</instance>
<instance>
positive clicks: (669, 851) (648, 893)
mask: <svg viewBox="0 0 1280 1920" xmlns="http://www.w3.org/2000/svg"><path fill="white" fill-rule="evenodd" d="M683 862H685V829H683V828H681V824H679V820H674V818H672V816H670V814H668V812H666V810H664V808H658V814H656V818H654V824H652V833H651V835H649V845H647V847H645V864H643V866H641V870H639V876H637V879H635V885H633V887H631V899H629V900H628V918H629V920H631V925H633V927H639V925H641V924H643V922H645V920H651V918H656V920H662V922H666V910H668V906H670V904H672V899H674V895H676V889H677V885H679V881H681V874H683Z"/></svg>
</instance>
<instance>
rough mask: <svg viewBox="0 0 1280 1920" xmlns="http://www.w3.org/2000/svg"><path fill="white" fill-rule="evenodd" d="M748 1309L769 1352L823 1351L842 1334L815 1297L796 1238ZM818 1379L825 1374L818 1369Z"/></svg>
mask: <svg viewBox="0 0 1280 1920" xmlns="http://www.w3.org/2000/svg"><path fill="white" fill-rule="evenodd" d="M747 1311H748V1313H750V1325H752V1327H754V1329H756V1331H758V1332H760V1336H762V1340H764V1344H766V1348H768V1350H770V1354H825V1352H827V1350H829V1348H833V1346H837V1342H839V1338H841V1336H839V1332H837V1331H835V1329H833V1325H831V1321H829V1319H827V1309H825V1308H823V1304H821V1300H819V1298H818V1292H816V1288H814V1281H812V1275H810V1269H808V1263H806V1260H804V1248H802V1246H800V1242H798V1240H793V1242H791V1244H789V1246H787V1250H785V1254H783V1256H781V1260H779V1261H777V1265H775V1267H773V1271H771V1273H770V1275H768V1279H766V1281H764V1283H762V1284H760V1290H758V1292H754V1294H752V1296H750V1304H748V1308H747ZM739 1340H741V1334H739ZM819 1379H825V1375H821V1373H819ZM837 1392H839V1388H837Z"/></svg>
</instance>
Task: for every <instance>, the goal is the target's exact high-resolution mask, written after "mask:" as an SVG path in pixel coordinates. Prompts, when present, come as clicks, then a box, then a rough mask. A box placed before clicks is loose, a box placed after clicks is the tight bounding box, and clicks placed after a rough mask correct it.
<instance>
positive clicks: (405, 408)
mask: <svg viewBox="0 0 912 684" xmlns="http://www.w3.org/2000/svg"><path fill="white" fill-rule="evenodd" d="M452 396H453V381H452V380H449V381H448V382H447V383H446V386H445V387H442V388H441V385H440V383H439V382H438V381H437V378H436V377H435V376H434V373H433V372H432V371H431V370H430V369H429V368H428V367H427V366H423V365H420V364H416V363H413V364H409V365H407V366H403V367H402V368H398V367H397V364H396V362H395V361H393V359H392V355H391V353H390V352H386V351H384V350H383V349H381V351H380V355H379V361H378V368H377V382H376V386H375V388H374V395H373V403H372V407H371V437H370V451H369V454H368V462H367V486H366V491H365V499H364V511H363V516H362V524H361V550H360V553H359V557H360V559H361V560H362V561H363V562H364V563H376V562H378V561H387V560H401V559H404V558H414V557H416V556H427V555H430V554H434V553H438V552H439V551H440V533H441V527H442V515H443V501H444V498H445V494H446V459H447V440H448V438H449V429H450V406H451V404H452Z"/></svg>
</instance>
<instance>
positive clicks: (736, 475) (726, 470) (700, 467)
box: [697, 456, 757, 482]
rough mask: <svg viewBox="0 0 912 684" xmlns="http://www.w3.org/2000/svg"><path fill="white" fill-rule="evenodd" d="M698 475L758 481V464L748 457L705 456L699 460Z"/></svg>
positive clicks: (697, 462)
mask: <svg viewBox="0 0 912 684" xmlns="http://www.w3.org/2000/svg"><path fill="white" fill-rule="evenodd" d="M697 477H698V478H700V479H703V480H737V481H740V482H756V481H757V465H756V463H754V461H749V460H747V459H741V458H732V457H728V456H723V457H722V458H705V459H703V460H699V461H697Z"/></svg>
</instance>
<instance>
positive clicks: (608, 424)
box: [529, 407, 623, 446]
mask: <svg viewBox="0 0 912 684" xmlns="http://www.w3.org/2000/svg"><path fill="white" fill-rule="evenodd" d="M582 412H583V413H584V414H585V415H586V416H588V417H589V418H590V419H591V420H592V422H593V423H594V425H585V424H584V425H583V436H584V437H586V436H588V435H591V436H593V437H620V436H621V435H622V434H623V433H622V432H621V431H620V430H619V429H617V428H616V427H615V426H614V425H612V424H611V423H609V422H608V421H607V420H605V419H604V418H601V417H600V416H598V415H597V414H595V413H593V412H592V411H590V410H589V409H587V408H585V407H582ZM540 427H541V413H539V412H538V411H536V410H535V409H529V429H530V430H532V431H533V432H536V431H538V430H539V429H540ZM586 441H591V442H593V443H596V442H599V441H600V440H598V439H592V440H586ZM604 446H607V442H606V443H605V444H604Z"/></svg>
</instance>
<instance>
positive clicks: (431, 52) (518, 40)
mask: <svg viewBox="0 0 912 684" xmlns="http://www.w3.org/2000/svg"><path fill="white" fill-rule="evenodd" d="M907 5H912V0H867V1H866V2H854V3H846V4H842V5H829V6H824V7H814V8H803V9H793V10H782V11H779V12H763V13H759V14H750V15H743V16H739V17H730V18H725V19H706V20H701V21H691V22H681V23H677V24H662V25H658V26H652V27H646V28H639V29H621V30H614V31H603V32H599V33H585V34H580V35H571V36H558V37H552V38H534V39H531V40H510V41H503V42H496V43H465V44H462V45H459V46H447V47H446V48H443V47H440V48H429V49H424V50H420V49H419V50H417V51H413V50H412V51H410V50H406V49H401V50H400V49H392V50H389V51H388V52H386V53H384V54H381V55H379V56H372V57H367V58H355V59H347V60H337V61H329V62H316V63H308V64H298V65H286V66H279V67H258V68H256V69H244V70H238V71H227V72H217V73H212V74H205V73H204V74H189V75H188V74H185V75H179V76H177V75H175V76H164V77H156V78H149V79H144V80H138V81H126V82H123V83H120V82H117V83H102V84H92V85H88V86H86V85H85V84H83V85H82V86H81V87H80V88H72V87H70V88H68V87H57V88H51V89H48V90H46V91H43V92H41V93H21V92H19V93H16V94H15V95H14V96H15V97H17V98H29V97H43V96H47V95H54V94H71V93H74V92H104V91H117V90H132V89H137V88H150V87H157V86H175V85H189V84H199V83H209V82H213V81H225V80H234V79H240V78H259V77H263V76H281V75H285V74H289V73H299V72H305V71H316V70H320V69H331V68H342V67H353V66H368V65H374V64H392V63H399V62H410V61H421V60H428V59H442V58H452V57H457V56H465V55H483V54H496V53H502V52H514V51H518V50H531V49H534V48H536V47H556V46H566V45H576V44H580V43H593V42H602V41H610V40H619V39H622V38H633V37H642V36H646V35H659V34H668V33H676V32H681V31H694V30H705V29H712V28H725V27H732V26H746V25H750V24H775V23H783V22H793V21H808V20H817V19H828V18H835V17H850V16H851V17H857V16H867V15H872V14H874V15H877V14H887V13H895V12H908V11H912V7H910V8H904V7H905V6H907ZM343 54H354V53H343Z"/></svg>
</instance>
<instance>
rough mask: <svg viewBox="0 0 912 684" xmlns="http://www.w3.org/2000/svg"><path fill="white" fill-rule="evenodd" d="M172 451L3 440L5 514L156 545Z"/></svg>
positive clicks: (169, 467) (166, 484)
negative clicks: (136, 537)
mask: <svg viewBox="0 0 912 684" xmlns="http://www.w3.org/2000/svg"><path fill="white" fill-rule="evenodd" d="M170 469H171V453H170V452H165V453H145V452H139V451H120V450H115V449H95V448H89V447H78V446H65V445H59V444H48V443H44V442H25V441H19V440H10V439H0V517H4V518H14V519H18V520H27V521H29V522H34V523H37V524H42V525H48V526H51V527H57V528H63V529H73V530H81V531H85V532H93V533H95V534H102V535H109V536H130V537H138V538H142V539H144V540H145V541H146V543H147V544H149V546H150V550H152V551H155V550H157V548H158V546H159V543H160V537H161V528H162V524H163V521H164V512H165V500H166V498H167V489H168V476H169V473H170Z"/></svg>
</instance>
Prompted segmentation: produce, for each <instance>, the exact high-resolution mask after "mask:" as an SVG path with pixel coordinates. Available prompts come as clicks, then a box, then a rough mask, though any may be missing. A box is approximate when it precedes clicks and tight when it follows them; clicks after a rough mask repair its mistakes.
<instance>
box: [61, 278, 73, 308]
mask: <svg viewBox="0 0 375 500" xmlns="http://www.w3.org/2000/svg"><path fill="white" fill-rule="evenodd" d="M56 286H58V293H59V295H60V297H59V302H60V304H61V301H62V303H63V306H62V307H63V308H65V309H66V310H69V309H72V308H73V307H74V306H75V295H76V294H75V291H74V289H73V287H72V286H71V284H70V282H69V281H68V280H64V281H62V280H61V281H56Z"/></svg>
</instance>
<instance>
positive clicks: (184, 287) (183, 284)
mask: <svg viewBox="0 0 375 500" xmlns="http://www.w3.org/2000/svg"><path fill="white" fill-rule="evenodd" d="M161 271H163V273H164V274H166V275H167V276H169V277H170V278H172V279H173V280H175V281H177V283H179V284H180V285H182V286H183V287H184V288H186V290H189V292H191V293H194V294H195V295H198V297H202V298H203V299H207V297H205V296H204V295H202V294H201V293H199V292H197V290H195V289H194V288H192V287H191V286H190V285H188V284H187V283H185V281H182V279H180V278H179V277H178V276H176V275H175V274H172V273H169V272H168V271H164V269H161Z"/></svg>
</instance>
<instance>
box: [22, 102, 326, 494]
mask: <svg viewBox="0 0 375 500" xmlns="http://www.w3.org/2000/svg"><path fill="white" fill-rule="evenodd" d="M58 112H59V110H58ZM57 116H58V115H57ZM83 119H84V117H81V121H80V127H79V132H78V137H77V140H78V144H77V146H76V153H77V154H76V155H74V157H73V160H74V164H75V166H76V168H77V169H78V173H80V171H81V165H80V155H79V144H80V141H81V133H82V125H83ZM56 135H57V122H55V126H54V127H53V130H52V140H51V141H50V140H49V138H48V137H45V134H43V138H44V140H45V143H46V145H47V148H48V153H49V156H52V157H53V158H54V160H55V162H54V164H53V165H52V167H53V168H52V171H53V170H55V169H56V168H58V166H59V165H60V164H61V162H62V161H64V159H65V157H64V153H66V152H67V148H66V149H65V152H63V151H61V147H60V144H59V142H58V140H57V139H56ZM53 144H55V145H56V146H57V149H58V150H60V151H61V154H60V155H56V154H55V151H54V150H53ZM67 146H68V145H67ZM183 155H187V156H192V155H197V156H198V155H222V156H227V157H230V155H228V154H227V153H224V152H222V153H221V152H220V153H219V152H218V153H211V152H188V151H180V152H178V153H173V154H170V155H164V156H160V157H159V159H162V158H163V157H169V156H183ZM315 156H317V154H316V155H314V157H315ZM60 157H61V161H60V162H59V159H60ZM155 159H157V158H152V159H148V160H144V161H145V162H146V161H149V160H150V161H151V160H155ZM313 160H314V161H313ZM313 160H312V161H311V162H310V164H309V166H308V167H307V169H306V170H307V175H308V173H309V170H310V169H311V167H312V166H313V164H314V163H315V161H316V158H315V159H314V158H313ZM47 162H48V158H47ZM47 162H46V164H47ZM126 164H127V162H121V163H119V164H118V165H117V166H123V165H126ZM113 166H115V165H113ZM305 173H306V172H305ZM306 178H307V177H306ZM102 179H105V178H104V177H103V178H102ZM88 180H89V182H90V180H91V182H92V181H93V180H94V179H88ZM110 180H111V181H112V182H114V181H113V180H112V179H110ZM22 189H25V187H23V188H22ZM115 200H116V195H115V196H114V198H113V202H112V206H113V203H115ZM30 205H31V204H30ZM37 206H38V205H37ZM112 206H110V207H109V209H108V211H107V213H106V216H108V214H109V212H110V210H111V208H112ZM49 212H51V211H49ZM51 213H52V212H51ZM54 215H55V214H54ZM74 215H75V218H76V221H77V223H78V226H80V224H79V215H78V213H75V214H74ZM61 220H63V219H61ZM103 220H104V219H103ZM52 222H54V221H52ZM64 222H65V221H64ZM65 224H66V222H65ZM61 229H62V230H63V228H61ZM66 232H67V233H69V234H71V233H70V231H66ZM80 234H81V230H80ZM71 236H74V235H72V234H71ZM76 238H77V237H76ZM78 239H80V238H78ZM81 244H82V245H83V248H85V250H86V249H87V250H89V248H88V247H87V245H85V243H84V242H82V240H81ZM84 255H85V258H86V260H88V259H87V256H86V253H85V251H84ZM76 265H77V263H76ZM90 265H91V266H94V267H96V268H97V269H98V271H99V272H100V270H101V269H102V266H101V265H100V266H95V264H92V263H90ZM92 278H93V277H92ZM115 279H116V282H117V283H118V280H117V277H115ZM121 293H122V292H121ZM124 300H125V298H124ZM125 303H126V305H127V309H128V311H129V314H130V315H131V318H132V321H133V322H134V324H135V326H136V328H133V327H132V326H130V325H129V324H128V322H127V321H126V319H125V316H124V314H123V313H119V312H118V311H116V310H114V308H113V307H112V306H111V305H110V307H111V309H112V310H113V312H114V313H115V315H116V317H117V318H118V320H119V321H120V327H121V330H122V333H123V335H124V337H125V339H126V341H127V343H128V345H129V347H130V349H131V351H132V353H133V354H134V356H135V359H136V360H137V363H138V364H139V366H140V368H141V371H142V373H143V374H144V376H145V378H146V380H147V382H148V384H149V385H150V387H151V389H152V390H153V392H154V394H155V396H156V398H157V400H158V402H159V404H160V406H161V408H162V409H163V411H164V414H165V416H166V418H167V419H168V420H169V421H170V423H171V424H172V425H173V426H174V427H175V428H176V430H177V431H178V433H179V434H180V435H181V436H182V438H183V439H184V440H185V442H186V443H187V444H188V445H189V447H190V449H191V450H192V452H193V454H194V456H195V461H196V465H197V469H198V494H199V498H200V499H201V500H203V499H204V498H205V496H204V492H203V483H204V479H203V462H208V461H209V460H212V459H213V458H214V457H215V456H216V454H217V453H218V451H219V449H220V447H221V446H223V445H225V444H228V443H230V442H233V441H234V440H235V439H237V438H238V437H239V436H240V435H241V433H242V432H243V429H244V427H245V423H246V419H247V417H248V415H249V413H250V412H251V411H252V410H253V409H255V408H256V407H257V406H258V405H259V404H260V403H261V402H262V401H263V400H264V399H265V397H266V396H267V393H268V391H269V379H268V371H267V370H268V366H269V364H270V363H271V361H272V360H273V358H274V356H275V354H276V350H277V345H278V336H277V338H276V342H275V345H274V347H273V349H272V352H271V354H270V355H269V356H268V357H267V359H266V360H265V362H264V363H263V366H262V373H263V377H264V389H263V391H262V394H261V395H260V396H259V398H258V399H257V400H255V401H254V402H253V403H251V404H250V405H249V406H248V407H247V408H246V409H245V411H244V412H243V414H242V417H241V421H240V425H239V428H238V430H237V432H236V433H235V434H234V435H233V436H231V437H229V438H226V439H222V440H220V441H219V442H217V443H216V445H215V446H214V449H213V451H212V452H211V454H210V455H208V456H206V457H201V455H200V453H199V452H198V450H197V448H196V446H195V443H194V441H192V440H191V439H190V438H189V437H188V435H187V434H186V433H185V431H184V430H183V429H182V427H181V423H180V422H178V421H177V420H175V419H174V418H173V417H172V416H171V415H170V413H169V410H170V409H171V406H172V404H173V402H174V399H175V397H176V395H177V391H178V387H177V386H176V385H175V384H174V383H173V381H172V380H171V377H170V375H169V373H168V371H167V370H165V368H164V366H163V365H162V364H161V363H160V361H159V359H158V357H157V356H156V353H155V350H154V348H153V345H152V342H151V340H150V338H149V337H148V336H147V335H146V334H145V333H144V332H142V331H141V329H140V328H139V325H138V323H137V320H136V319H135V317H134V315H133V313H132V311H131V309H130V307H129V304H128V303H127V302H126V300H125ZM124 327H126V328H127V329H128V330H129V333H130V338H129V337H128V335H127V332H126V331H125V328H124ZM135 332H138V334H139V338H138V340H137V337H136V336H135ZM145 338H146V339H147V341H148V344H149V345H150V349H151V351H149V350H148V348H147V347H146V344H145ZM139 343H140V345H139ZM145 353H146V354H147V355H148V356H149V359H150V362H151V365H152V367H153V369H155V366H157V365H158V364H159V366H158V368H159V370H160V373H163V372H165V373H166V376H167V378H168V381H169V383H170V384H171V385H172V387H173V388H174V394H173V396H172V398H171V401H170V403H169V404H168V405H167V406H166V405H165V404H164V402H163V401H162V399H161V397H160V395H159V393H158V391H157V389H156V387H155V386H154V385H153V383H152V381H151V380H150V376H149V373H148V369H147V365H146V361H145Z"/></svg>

★ ★ ★ ★

Give back, verbatim, the lines starting at the first line of the data and going on through the line that contains "positive clicks: (669, 851) (648, 893)", with both of those lines included.

▸ REPLY:
</instance>
<instance>
positive clicks: (669, 851) (648, 893)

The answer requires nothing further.